Count the lines in the records below that contain the word "building" and reply with only that number.
══════════════════════════════
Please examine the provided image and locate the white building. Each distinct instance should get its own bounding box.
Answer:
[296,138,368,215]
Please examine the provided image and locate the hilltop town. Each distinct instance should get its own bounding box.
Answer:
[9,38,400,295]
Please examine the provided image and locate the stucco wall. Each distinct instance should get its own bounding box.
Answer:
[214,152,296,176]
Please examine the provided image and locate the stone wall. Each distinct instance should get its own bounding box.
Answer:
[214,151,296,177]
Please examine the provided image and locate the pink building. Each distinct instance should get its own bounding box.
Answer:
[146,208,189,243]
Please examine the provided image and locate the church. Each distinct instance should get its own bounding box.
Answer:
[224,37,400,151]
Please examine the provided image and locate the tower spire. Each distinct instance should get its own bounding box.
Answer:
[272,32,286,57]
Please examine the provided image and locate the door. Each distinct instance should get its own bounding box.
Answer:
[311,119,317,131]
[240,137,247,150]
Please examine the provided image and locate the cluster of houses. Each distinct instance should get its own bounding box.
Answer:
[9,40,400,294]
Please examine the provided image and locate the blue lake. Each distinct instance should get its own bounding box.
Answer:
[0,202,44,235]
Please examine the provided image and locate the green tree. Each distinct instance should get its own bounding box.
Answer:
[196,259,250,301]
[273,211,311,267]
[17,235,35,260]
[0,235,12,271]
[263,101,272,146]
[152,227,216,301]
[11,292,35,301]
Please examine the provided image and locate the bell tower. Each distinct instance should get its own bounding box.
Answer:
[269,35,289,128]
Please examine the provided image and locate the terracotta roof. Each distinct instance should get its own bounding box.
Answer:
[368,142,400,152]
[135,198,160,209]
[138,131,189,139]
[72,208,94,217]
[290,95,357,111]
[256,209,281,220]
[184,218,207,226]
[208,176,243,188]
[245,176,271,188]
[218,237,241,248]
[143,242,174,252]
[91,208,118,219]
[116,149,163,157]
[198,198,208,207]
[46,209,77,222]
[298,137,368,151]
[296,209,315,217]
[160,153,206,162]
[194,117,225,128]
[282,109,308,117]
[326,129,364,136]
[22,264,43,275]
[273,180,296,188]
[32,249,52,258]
══════════════════════════════
- [Task response]: 2